[Photo object pointing records]

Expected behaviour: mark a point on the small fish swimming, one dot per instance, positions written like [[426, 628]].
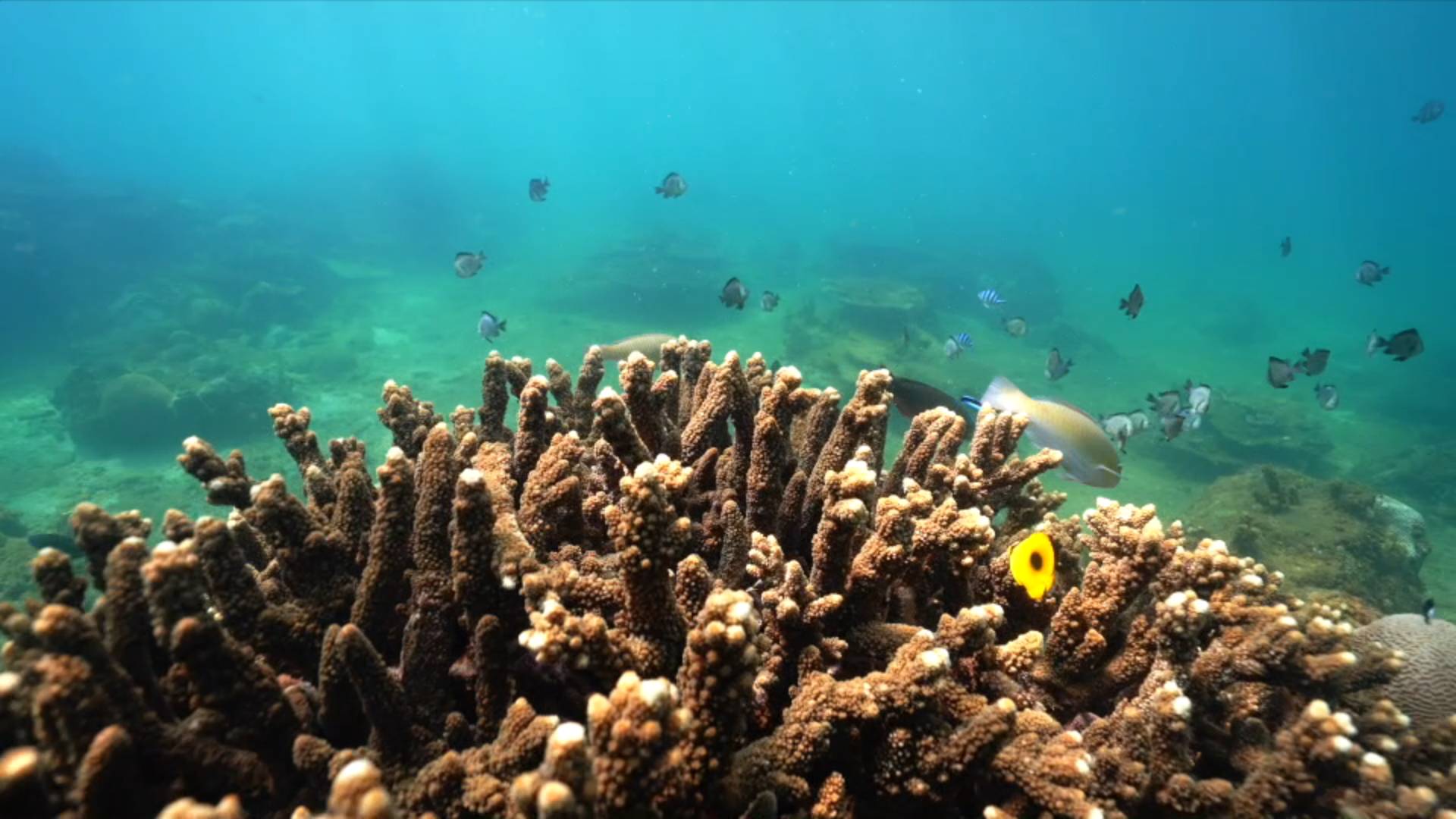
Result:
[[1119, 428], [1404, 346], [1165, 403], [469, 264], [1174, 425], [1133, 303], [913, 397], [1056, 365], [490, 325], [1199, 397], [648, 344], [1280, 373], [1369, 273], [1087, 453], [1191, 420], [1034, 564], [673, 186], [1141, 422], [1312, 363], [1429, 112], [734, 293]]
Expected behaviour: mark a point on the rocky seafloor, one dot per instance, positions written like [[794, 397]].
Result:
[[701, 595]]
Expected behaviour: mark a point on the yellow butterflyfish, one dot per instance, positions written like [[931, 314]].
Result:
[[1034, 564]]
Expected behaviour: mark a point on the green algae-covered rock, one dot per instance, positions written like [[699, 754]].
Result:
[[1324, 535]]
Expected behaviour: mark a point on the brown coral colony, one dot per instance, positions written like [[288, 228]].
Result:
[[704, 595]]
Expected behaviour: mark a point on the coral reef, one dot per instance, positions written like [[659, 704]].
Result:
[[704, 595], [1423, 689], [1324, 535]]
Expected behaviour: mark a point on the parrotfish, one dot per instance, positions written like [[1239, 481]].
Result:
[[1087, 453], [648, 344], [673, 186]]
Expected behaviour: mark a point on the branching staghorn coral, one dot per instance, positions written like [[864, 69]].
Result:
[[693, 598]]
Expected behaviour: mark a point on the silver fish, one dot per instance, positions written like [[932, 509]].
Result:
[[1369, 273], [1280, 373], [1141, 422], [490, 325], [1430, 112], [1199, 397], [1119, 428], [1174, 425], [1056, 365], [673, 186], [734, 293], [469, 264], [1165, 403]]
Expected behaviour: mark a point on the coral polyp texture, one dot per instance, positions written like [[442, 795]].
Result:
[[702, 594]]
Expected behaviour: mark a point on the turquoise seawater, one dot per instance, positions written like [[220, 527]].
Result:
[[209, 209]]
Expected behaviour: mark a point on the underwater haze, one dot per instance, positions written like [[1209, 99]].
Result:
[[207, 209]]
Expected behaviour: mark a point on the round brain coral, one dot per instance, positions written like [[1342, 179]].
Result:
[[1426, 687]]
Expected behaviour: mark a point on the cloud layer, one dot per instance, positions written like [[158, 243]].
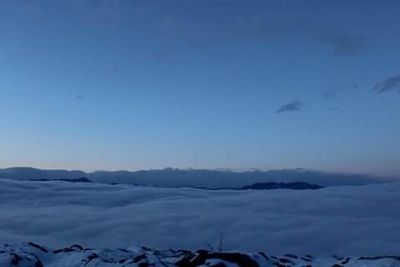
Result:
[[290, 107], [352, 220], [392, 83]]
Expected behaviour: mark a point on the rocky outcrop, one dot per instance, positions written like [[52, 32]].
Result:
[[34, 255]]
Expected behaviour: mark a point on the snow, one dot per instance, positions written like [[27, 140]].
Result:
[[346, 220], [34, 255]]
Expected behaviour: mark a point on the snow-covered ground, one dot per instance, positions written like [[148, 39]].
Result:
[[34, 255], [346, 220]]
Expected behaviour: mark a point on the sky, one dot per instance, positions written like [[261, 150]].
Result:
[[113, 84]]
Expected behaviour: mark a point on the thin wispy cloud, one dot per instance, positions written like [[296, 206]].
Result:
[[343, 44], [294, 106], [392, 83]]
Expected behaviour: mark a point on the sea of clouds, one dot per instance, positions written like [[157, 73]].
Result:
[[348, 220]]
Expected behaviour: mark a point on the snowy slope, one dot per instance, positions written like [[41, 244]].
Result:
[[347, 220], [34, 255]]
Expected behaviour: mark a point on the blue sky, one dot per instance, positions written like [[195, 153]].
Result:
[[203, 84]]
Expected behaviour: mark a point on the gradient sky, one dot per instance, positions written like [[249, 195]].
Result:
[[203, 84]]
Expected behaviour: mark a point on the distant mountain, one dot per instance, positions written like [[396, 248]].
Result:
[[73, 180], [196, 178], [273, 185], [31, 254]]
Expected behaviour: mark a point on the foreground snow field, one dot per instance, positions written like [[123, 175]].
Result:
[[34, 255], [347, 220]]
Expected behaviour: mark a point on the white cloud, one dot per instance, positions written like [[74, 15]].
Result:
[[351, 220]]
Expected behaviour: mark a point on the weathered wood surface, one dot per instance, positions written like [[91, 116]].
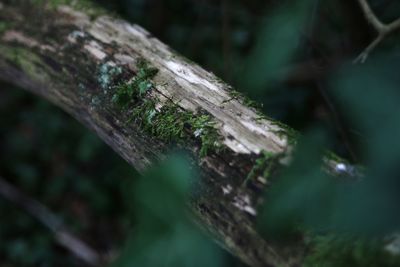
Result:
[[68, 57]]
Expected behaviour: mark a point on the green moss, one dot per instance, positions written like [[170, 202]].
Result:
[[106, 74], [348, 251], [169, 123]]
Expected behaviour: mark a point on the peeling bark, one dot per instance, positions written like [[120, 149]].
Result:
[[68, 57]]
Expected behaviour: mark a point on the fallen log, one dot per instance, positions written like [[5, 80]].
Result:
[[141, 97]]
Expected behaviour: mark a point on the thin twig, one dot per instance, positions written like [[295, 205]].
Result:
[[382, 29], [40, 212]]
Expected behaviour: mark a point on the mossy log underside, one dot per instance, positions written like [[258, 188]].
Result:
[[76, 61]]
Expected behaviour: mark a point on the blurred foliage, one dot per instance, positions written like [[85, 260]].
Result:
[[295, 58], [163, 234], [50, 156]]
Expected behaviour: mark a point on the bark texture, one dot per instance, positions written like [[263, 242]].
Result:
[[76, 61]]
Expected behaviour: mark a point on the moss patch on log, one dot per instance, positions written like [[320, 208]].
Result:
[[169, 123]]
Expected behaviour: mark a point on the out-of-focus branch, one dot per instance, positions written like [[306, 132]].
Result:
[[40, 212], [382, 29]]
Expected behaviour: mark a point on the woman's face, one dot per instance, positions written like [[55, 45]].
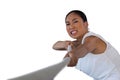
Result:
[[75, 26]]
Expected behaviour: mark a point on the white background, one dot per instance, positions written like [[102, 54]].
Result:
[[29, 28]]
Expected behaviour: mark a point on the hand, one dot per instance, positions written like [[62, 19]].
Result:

## REQUEST
Leaving out the pictures, repeat the data above exactly.

## TASK SOLUTION
Expected behaviour: mark a point on the small fish swimming, one dot per instance, positions written like [[426, 628]].
Result:
[[1119, 428], [1404, 346], [1165, 403], [469, 264], [1174, 425], [1133, 303], [913, 397], [1056, 365], [490, 325], [1199, 397], [648, 344], [1280, 373], [1369, 273], [1087, 453], [1191, 420], [1034, 564], [673, 186], [1141, 422], [1312, 363], [1429, 112], [734, 293]]
Expected behaviour: mark a point on the rocky seafloor, one dot per instance, positions written like [[794, 397]].
Result:
[[701, 595]]
Expected behaviour: mark a point on the yellow butterflyfish, one dot per instance, positions written like [[931, 314]].
Result:
[[1034, 564]]
Expected behaviour: mark a point on the green algae-covered rock, one dot per instance, positions written like [[699, 754]].
Result:
[[1324, 535]]
Expected behaviour: mark a point on the brown coral colony, one dot per instance, positions written like [[288, 228]].
Result:
[[704, 595]]
Expected behaviour: mark a point on the coral reef, one dot per instance, positions written like [[659, 704]].
Result:
[[704, 595], [1423, 689], [1324, 535]]
Expected behaviour: mark a point on the parrotfish, one dot per instance, positions written like [[1239, 481]].
Result:
[[1087, 453], [648, 344], [673, 186]]
Expected behaviour: mark a point on the branching staghorn coral, one dot per instance, positions written like [[864, 69]].
Result:
[[693, 598]]
Expected behaviour: mark a point on the silver fish, one dot per instance, positions written like [[932, 509]].
Result:
[[1369, 273], [1280, 373], [1141, 422], [490, 325], [1430, 112], [1199, 397], [1119, 428], [1174, 425], [1056, 365], [673, 186], [734, 293], [469, 264], [1165, 403]]
Expected behaviour: mark a point on the coral polyp texture, one dot per instance, positions written like [[442, 795]].
Result:
[[702, 594]]
Expected behaviour: mark a point on the turquoise seawater, one dot per instance, positions written like [[220, 527]].
Result:
[[209, 209]]
Expected behaviour: mark a point on the underwater haze, one dot per instance, positions written like [[1209, 99]].
Result:
[[207, 209]]
Expected behaviour: mark a point on the round brain coral, one dot per instance, positions written like [[1342, 179]].
Result:
[[1426, 687]]
Expected behaviour: mark a point on the cloud layer, one dot per instance, positions written like [[158, 243]].
Result:
[[290, 107], [352, 220], [392, 83]]
Expected behaviour: mark a point on the rocky outcrop, one dot per instance, positions written like [[52, 32]].
Result:
[[34, 255]]
Expected behaviour: mark a point on the snow, one dot per instance, positions written like [[27, 140]].
Result:
[[346, 220], [34, 255]]
Expected behaviour: mark a point on the snow-covered ground, one dot per instance, positions written like [[148, 39]].
Result:
[[34, 255], [346, 220]]
Expected behaviour: mark a point on the sky, one dot per instance, positions written like [[261, 150]].
Result:
[[113, 84]]
Expected behaviour: mark a point on the thin wispy cloud, one dot per instance, positions written like [[296, 206]].
Result:
[[343, 44], [294, 106], [392, 83]]
Expected behaviour: mark a point on the sea of clouds, one dot per instance, positions written like [[157, 73]].
Result:
[[348, 220]]
Expected behaviour: mark a point on the snowy slope, one dot per instance, positions written like [[41, 244]].
Result:
[[347, 220], [34, 255]]
Expected behaviour: mark a point on the blue sky, one dot per instance, positions written like [[195, 153]].
Result:
[[203, 84]]
Expected behaviour: mark a point on the gradient sky, one dot per instance, positions written like [[249, 195]].
Result:
[[203, 84]]
Expected behaviour: mark a point on the distant mountain, one dot per instance, positions written like [[396, 248]].
Result:
[[73, 180], [196, 178], [273, 185], [31, 254]]
Expected behaviour: mark a point on the foreground snow field, one dot per instance, positions written like [[123, 175]].
Result:
[[34, 255], [347, 220]]
Expected behaviour: mark a point on the white cloud, one dot per instance, positions written like [[74, 15]].
Result:
[[351, 220]]
Expected behaviour: mark a point on the weathered wood surface, one dot per instance, positions written like [[91, 116]].
Result:
[[68, 57]]
Expected behaviour: mark a point on the green moss, one dot per instance, positions written like [[170, 202]].
Result:
[[106, 74], [348, 251], [169, 123]]
Expected behaviour: mark a point on the peeling bark, one dot per instance, positions written like [[120, 149]].
Result:
[[68, 57]]
Expected behaviour: mark a point on the fallen log, one dot per instance, positions written like [[5, 80]].
Result:
[[141, 97]]
Expected behaviour: mark a point on the thin twig, one dot per instance, positions written like [[295, 205]].
Result:
[[382, 29], [40, 212]]
Expected behaviour: mark a point on the mossy log underside, one dot per instance, positions written like [[258, 188]].
Result:
[[76, 61]]
Expected behaviour: mark a point on the blurred foliage, one dot per instance, positions written like [[85, 260]].
Result:
[[295, 58], [163, 234], [50, 156]]
Expected behaviour: mark a point on the bark texture, one dot per instance, positions written like [[263, 242]].
Result:
[[76, 61]]
Expected behaviour: mark a point on the moss patch on log, one dot per instance, positions written like [[320, 208]].
Result:
[[169, 123]]
Expected behaviour: mark a point on the out-of-focus branch, one dot per instance, positions written like [[306, 132]].
Result:
[[40, 212], [382, 29]]
Expected behaviour: mark a point on the woman's face, one dot per instance, positions written like [[55, 45]].
Result:
[[75, 26]]
Expected behaviour: mark a point on the white background, one dot per instance, positions written like [[102, 54]].
Result:
[[29, 28]]
Expected behaviour: mark a point on the hand, one dot per instance, positions written like [[62, 19]].
Result:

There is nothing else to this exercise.